* _EXERCISE TASK_
Rewrite all the records with "one marker per instance" swapped for "one marker per occurrence" and everything else unchanged, leaving the pictures out.

* _MATERIAL PROVIDED_

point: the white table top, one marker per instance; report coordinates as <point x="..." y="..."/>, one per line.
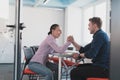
<point x="67" y="53"/>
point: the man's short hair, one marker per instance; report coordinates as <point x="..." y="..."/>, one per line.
<point x="97" y="21"/>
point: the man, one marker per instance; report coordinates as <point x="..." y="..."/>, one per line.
<point x="98" y="50"/>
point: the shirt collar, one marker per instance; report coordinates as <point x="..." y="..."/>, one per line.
<point x="97" y="32"/>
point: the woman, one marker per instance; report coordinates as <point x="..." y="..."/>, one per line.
<point x="39" y="62"/>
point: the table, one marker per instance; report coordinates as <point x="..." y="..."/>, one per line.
<point x="67" y="54"/>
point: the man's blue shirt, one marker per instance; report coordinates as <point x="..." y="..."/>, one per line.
<point x="98" y="50"/>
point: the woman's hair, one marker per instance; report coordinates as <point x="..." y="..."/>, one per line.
<point x="96" y="20"/>
<point x="53" y="27"/>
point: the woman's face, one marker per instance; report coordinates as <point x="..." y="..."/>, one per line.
<point x="56" y="32"/>
<point x="91" y="27"/>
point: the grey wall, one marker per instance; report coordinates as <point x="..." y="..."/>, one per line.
<point x="115" y="40"/>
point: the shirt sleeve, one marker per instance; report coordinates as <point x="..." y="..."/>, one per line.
<point x="59" y="49"/>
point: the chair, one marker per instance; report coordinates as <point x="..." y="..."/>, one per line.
<point x="28" y="52"/>
<point x="97" y="79"/>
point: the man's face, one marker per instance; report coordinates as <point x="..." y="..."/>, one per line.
<point x="91" y="27"/>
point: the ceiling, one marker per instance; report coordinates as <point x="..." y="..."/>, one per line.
<point x="54" y="3"/>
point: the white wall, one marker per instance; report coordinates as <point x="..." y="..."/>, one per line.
<point x="73" y="23"/>
<point x="37" y="22"/>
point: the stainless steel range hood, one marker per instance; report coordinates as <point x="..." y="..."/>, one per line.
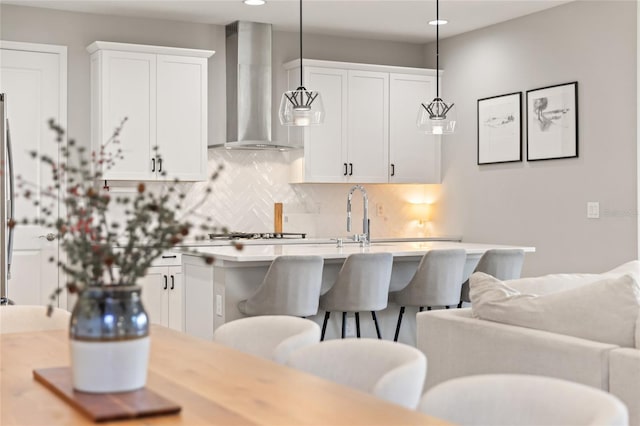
<point x="248" y="63"/>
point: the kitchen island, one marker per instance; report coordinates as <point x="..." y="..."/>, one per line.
<point x="212" y="291"/>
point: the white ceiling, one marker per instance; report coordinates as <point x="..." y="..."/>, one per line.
<point x="399" y="20"/>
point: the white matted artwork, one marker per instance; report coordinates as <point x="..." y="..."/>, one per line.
<point x="552" y="122"/>
<point x="500" y="129"/>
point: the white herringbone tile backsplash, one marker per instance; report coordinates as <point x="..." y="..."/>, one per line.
<point x="252" y="181"/>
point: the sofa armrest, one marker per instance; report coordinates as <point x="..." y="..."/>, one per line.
<point x="624" y="380"/>
<point x="456" y="344"/>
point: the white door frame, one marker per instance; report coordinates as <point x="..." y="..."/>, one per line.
<point x="62" y="120"/>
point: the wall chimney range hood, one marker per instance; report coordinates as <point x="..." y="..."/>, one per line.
<point x="249" y="94"/>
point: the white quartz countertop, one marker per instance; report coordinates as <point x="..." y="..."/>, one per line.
<point x="311" y="240"/>
<point x="258" y="253"/>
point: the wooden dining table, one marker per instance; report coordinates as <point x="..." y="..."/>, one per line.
<point x="213" y="385"/>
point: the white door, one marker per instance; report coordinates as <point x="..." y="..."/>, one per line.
<point x="414" y="156"/>
<point x="368" y="126"/>
<point x="34" y="80"/>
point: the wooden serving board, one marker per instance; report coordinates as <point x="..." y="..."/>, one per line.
<point x="104" y="407"/>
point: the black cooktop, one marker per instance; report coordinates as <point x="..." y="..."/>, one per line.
<point x="257" y="235"/>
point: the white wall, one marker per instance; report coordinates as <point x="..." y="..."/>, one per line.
<point x="544" y="203"/>
<point x="252" y="180"/>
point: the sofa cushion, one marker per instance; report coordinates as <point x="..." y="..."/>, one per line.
<point x="558" y="282"/>
<point x="604" y="311"/>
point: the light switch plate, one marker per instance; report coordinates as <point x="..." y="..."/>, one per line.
<point x="350" y="327"/>
<point x="218" y="305"/>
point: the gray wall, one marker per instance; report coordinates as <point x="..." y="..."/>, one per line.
<point x="544" y="203"/>
<point x="78" y="30"/>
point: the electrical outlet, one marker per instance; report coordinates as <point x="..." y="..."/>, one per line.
<point x="350" y="327"/>
<point x="218" y="305"/>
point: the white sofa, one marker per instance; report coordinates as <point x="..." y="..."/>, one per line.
<point x="458" y="344"/>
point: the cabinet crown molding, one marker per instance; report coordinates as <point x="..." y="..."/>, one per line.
<point x="146" y="48"/>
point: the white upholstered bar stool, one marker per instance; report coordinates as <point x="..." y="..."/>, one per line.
<point x="392" y="371"/>
<point x="362" y="285"/>
<point x="291" y="286"/>
<point x="437" y="282"/>
<point x="519" y="400"/>
<point x="25" y="318"/>
<point x="504" y="264"/>
<point x="273" y="337"/>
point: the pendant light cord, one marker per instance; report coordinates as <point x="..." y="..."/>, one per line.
<point x="301" y="84"/>
<point x="437" y="49"/>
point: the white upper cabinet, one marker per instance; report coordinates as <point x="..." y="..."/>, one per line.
<point x="414" y="157"/>
<point x="369" y="134"/>
<point x="327" y="143"/>
<point x="162" y="92"/>
<point x="368" y="126"/>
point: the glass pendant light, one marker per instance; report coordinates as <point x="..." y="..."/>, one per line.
<point x="437" y="118"/>
<point x="301" y="107"/>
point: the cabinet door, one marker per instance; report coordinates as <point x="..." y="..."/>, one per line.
<point x="128" y="87"/>
<point x="198" y="296"/>
<point x="368" y="132"/>
<point x="176" y="298"/>
<point x="325" y="145"/>
<point x="414" y="156"/>
<point x="182" y="117"/>
<point x="155" y="295"/>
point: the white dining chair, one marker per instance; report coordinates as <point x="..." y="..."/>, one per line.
<point x="273" y="337"/>
<point x="25" y="318"/>
<point x="503" y="264"/>
<point x="519" y="400"/>
<point x="436" y="282"/>
<point x="392" y="371"/>
<point x="362" y="285"/>
<point x="291" y="286"/>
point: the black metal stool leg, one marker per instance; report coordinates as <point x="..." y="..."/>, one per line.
<point x="344" y="323"/>
<point x="375" y="321"/>
<point x="324" y="325"/>
<point x="395" y="339"/>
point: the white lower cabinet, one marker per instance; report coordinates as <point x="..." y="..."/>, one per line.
<point x="163" y="296"/>
<point x="199" y="297"/>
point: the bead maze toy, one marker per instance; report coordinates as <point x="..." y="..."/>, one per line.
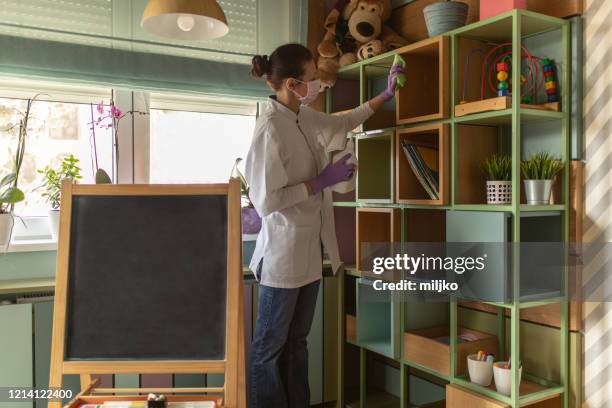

* _COMPLETE ANSWER_
point: the white table top, one marker per occurrence; report coordinates as <point x="..." y="..."/>, one per line.
<point x="67" y="53"/>
point: the man's short hair, one marker per occurrence; report coordinates as <point x="..." y="..."/>, one per line.
<point x="97" y="21"/>
point: the man, one marker per occurrence; report coordinates as <point x="..." y="..."/>, one per line.
<point x="98" y="50"/>
point: the shirt collar, one marker per occurrence; report coordinates as <point x="..." y="..."/>, one per line.
<point x="97" y="32"/>
point: the woman, one marker per occurrence; report coordinates as <point x="..." y="..."/>, one per line.
<point x="39" y="62"/>
point: the table, one marker per occurrence; report coordinates as <point x="..." y="..."/>, one per line.
<point x="67" y="54"/>
point: the man's blue shirt, one marker per occurrence; report coordinates as <point x="..." y="..."/>, one per line.
<point x="98" y="50"/>
point: the woman's hair, one marker per occurrence; report coordinates as <point x="..." y="..."/>, one per line.
<point x="96" y="20"/>
<point x="53" y="27"/>
point: the woman's face, one marker per occurrence; report coordinates as <point x="..." y="..."/>, one per line.
<point x="56" y="32"/>
<point x="91" y="27"/>
point: the grey wall, one marker per occurrence; report coordinates as <point x="..." y="..."/>, one per line.
<point x="115" y="40"/>
point: the shirt sleeve, one marker per occurrence; report coordinates as <point x="..." y="..."/>, one per line.
<point x="59" y="49"/>
point: the chair, one marker per occurrence; report coordinates as <point x="..." y="..."/>, one per line.
<point x="28" y="52"/>
<point x="97" y="79"/>
point: the man's face, one marker per occurrence; report coordinates as <point x="..." y="..."/>, one per line.
<point x="91" y="27"/>
point: the ceiling, one marker per occurrence; report coordinates as <point x="..." y="..."/>, one per line.
<point x="54" y="3"/>
point: the white wall, one marker per occurrence; report coordinates as <point x="..." y="..."/>, one per line.
<point x="73" y="23"/>
<point x="37" y="22"/>
point: the stainless steel range hood, one marker per occurrence; report coordinates as <point x="..." y="..."/>, one per line.
<point x="248" y="63"/>
point: the kitchen island, one marker per occurrence; report coordinates as <point x="..." y="..."/>, one per line.
<point x="212" y="291"/>
point: the white ceiling, one marker per occurrence; report coordinates as <point x="..." y="..."/>, one per line.
<point x="399" y="20"/>
point: the white matted artwork, one marker per occurrence; report coordinates as <point x="..." y="..."/>, one per line.
<point x="552" y="122"/>
<point x="500" y="129"/>
point: the white herringbone tile backsplash, one marker per occurrence; report coordinates as <point x="..." y="..."/>, one per line.
<point x="252" y="181"/>
point: the sofa armrest, one marker per occurrence; report coordinates as <point x="..." y="..."/>, one per line.
<point x="624" y="380"/>
<point x="456" y="344"/>
point: the white door frame, one marker per occurrence; report coordinates as <point x="..." y="..."/>, one per line.
<point x="62" y="120"/>
point: the wall chimney range hood, one marker per occurrence; report coordinates as <point x="..." y="..."/>, one per line.
<point x="249" y="94"/>
point: the white quartz countertop, one marker per occurrence; report coordinates as <point x="..." y="..."/>, one per line.
<point x="311" y="240"/>
<point x="258" y="253"/>
point: the wooden dining table, one marker per occurrence; report coordinates as <point x="..." y="..."/>, one per line.
<point x="213" y="385"/>
point: the white door, one marker per occurrence; report coordinates as <point x="..." y="..."/>, one per line.
<point x="414" y="156"/>
<point x="368" y="126"/>
<point x="34" y="80"/>
point: the wooden serving board, one marker per occurrence; report coordinates as <point x="..." y="..."/>, one per line.
<point x="104" y="407"/>
point: the black cooktop, one marker per occurrence; report coordinates as <point x="..." y="..."/>, one per line.
<point x="257" y="235"/>
point: the white wall, one marker per occurrence; report coordinates as <point x="..." y="..."/>, one per line.
<point x="544" y="203"/>
<point x="252" y="180"/>
point: the sofa cushion, one marker per occurrence; report coordinates as <point x="..." y="..."/>, one per line.
<point x="558" y="282"/>
<point x="604" y="311"/>
point: the light switch plate, one marker per occurrence; report coordinates as <point x="..." y="..."/>, one per line.
<point x="350" y="327"/>
<point x="218" y="305"/>
point: the gray wall, one marker per occurrence; report coordinates as <point x="..." y="..."/>, one per line.
<point x="544" y="203"/>
<point x="78" y="30"/>
point: the electrical outlet, one marker per occurrence; report coordinates as <point x="..." y="..."/>, one per line.
<point x="350" y="327"/>
<point x="218" y="305"/>
point: the white sofa, one marker per occurrence; report coordinates as <point x="..." y="..."/>, one per line.
<point x="458" y="344"/>
point: the cabinet crown molding, one marker per occurrence; report coordinates as <point x="..." y="..."/>, one per line.
<point x="146" y="48"/>
point: the white upholstered bar stool, one marker per occurrence; report coordinates as <point x="..." y="..."/>, one per line.
<point x="392" y="371"/>
<point x="362" y="285"/>
<point x="291" y="286"/>
<point x="437" y="282"/>
<point x="519" y="400"/>
<point x="25" y="318"/>
<point x="504" y="264"/>
<point x="273" y="337"/>
point: the pendant light cord, one marker per occurrence; report coordinates as <point x="..." y="..."/>, one per line.
<point x="301" y="84"/>
<point x="437" y="49"/>
point: the white upper cabinet, one marker per occurrence; report coordinates as <point x="..." y="..."/>, one per line.
<point x="414" y="157"/>
<point x="369" y="134"/>
<point x="327" y="143"/>
<point x="162" y="92"/>
<point x="368" y="126"/>
point: the glass pendant light, one marker per occurrence; report coordinates as <point x="..." y="..."/>, one per line.
<point x="437" y="118"/>
<point x="301" y="107"/>
point: the cabinet door, one marker per occurrence; report coordinates as <point x="..." y="..."/>, one per line.
<point x="128" y="87"/>
<point x="198" y="296"/>
<point x="368" y="132"/>
<point x="176" y="298"/>
<point x="325" y="145"/>
<point x="414" y="156"/>
<point x="182" y="117"/>
<point x="155" y="295"/>
point: the white dining chair, one marker per occurrence; report coordinates as <point x="..." y="..."/>, one per line.
<point x="273" y="337"/>
<point x="25" y="318"/>
<point x="503" y="264"/>
<point x="519" y="400"/>
<point x="436" y="282"/>
<point x="392" y="371"/>
<point x="362" y="285"/>
<point x="291" y="286"/>
point: the black metal stool leg, one marker per occurrence; report coordinates as <point x="..." y="..."/>, one per line.
<point x="344" y="323"/>
<point x="375" y="321"/>
<point x="324" y="325"/>
<point x="395" y="339"/>
point: the white lower cabinet, one marker per occurrence; report coordinates as <point x="..." y="..."/>, one per line.
<point x="163" y="296"/>
<point x="199" y="297"/>
point: the bead maze toy, one marker per occurrence; report coordinates as <point x="..." y="..."/>, one per line.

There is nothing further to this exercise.